##### Selected text #####
Funding for Gasoline-Engine and Myelofibrosis Research
The German Research Foundation (DFG) is establishing ten new research groups as well as two clinical groups and a research training group nationwide.
The new partnerships will receive a total of around 47 million euros. The maximum funding period for these research groups and clinical research groups is two three-year periods, while research groups at colleges can receive funding for two four-year periods. The alliances enable scientists to devote themselves to current issues in their fields and to establish innovative working directions. Clinical research groups are characterized by the close connection between scientific and clinical work. Two RWTH proposals were also newly approved.
The Clinical Research Group "Mechanisms and Molecular Target Structures of Myelofibrosis in Myeloproliferative Neoplasias (MPN)" is dedicated to myelofibrosis research. Myeloproliferative neoplasias are rare chronic diseases in which increased growth of hematopoietic cells can lead to malignant alteration of the connective tissue in the bone marrow - myelofibrosis. The aim is to gain a better understanding of the disease in order to identify new therapeutic approaches. The speaker of the research group is Professor Tim Brümmendorf from the RWTH Chair of Internal Medicine with a focus on oncology and hematology. The coordinator is Professor Steffen Koschmieder, also from the Chair of Internal Medicine. The group may be contacted via email.
#####
Exercise set:
a - Summarize the DFG funding announcement in two sentences.
b - List each kind of new group the DFG funding announcement says the German Research Foundation is establishing nationwide, with the number of each.
c - Write the next part of the DFG funding announcement, beginning after its final sentence about contacting the group.
The entries come from a different source than the announcement.
##### Supplied material #####
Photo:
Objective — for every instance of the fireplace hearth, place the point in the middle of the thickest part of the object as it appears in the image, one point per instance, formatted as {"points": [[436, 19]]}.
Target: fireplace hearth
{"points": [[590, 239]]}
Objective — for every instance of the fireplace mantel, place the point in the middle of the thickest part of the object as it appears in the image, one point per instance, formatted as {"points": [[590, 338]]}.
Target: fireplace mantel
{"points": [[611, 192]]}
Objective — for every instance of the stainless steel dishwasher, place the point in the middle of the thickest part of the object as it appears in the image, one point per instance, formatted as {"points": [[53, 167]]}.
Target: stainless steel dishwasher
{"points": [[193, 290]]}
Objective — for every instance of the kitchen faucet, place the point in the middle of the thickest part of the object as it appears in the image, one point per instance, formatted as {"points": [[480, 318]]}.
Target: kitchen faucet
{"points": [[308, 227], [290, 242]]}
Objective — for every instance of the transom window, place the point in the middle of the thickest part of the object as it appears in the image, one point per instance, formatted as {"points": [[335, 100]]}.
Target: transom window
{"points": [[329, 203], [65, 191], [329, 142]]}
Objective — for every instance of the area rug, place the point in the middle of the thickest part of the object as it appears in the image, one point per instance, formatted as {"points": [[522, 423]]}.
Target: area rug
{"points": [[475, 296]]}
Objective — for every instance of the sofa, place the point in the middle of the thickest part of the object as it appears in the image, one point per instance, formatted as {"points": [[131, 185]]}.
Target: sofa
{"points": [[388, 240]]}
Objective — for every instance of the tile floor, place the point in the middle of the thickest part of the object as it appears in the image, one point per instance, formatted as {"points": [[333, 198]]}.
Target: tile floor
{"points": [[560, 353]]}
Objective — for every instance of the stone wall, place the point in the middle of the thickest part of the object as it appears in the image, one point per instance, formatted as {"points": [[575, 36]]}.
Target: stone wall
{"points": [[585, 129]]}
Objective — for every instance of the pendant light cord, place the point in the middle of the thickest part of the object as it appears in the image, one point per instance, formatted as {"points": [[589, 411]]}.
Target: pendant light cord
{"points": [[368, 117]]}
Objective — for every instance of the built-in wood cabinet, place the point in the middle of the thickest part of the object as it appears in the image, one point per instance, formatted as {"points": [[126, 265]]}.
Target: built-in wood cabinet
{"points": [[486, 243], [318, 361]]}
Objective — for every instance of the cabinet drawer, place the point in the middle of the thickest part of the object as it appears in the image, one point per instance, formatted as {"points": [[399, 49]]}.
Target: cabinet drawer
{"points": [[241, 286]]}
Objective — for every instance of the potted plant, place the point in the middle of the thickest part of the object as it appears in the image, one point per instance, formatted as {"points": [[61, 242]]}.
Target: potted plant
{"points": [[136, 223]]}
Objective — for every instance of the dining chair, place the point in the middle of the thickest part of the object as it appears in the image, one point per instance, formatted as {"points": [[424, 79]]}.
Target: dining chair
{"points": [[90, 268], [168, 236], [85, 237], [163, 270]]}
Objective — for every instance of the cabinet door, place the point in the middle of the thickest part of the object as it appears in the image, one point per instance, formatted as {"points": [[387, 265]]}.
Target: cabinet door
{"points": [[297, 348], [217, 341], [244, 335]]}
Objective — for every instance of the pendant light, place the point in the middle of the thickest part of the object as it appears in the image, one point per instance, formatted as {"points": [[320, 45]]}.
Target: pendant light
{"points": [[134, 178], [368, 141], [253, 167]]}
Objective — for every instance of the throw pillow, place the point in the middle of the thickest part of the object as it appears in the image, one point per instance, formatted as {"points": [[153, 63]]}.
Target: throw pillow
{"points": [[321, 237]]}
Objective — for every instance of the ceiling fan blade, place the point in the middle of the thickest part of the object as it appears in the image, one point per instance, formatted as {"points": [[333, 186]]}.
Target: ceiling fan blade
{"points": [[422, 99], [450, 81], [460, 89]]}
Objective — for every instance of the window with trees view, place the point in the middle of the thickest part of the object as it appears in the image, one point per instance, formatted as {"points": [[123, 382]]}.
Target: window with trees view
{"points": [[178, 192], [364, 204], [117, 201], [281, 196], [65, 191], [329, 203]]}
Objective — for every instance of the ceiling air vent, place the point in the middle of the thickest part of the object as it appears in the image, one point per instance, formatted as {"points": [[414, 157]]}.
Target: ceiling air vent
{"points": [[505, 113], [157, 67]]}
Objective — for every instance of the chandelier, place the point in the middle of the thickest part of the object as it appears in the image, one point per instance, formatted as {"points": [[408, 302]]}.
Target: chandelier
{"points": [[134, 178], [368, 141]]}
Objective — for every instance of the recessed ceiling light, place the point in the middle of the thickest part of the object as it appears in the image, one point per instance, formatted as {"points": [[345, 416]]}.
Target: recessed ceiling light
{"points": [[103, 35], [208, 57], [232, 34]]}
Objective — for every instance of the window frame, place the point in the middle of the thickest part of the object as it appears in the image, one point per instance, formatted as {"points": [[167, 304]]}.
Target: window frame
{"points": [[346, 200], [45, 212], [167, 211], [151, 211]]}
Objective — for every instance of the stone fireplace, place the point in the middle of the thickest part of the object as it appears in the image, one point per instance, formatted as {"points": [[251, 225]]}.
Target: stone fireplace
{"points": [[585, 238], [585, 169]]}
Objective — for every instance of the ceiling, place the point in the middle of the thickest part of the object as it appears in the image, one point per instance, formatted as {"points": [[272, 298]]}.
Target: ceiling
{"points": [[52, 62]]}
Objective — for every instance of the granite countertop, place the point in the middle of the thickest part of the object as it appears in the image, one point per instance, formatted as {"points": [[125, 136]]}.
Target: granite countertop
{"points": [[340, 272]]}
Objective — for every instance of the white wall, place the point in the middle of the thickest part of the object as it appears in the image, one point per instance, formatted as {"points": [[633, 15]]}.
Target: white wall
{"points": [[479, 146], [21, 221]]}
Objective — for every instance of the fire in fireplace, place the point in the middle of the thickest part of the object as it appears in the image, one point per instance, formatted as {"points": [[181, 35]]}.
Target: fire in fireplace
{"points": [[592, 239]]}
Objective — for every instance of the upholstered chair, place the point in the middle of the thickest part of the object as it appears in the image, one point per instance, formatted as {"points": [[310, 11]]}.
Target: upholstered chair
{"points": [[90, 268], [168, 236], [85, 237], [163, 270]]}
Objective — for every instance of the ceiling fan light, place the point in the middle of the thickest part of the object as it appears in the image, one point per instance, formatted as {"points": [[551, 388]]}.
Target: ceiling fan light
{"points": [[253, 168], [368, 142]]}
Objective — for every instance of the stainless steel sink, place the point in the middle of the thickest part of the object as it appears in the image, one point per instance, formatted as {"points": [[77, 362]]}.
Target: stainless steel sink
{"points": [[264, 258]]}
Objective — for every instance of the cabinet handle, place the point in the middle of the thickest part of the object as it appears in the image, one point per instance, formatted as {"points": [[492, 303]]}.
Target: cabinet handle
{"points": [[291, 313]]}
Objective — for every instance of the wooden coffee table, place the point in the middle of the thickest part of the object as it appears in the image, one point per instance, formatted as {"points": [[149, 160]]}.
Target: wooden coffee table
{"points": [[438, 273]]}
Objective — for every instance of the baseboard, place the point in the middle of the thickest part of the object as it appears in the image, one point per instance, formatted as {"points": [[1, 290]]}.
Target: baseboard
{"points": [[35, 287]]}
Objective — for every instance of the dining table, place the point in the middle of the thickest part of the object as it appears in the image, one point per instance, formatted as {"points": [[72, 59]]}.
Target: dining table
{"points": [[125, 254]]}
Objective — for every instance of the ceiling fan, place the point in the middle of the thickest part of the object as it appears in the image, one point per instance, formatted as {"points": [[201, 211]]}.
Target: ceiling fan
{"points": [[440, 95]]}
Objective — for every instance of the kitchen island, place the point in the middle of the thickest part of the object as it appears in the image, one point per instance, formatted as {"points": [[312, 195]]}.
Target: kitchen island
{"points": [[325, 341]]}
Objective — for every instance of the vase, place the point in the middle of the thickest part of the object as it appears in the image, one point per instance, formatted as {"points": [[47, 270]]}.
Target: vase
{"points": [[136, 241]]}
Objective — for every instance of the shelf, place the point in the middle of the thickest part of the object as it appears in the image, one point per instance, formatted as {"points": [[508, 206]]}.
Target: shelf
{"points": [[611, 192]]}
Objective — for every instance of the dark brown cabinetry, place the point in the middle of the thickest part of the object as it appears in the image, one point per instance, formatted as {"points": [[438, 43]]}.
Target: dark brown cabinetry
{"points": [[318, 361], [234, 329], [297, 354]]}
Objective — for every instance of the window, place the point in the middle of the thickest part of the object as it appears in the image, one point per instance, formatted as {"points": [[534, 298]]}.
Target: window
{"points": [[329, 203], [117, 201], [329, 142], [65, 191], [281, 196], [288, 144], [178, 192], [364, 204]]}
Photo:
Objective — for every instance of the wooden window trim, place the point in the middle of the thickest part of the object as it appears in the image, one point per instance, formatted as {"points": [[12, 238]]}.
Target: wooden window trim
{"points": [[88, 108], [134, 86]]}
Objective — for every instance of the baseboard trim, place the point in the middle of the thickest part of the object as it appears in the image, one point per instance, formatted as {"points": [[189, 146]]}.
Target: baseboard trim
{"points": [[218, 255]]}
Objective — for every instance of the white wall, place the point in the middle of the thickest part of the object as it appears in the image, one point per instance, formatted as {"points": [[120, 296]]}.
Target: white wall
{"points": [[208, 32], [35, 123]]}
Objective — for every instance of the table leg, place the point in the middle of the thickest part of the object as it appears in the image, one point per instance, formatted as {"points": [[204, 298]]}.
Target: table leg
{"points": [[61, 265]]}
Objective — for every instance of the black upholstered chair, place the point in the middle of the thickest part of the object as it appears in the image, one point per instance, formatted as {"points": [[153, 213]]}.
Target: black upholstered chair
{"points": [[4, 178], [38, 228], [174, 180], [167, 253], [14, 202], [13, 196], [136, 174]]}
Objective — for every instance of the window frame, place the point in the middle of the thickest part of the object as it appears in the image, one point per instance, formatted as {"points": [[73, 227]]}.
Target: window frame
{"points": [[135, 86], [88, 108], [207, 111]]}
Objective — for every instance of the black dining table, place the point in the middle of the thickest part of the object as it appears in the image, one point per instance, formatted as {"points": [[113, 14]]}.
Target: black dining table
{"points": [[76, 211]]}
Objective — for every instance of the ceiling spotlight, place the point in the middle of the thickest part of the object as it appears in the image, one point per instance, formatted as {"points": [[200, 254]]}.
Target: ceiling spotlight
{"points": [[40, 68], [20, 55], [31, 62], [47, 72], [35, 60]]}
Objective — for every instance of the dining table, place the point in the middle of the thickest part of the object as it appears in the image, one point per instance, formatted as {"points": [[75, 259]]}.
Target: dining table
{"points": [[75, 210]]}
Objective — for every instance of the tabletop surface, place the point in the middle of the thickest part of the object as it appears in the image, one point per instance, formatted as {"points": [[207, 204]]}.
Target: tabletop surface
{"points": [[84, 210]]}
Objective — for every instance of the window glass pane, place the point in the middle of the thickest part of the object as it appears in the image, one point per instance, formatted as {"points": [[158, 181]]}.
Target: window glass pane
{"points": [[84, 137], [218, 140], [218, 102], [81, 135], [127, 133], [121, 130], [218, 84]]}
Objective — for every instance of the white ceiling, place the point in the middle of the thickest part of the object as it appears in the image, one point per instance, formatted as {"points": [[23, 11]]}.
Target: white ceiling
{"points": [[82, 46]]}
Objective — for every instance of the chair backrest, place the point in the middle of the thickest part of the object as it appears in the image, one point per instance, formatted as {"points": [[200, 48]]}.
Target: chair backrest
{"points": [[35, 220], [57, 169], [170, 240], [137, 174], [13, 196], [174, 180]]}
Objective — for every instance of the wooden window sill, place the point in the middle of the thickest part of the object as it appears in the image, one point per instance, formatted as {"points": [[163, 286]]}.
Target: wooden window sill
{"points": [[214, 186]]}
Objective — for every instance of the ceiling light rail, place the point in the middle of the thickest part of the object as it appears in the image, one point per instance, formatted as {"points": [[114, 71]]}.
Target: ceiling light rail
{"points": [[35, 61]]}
#####
Expected outputs:
a - The German Research Foundation (DFG) is establishing ten new research groups, two clinical groups and a research training group nationwide, with total funding of around 47 million euros, and two RWTH proposals were among those approved. One of them is a clinical research group on myelofibrosis in myeloproliferative neoplasias, which aims to understand the disease better in order to find new therapeutic approaches, with Professor Tim Brümmendorf as speaker and Professor Steffen Koschmieder as coordinator.

b -
- Research groups: ten
- Clinical groups: two
- Research training group: one

c -
The research group "Cyclical Fluctuations in Highly Optimized Gasoline Engines: Experiment and Simulation of a Multiscale Chain of Action" headed by Professor Heinz Pitsch of the Institute for Combustion Technology aims to gain a better understanding of instabilities in the internal engine processes of gasoline engines through fundamental research and systematic analysis. From this, appropriate simulation methods are to be developed that enable a significant increase in fuel efficiency and thus contribute to the reduction of greenhouse gas emissions.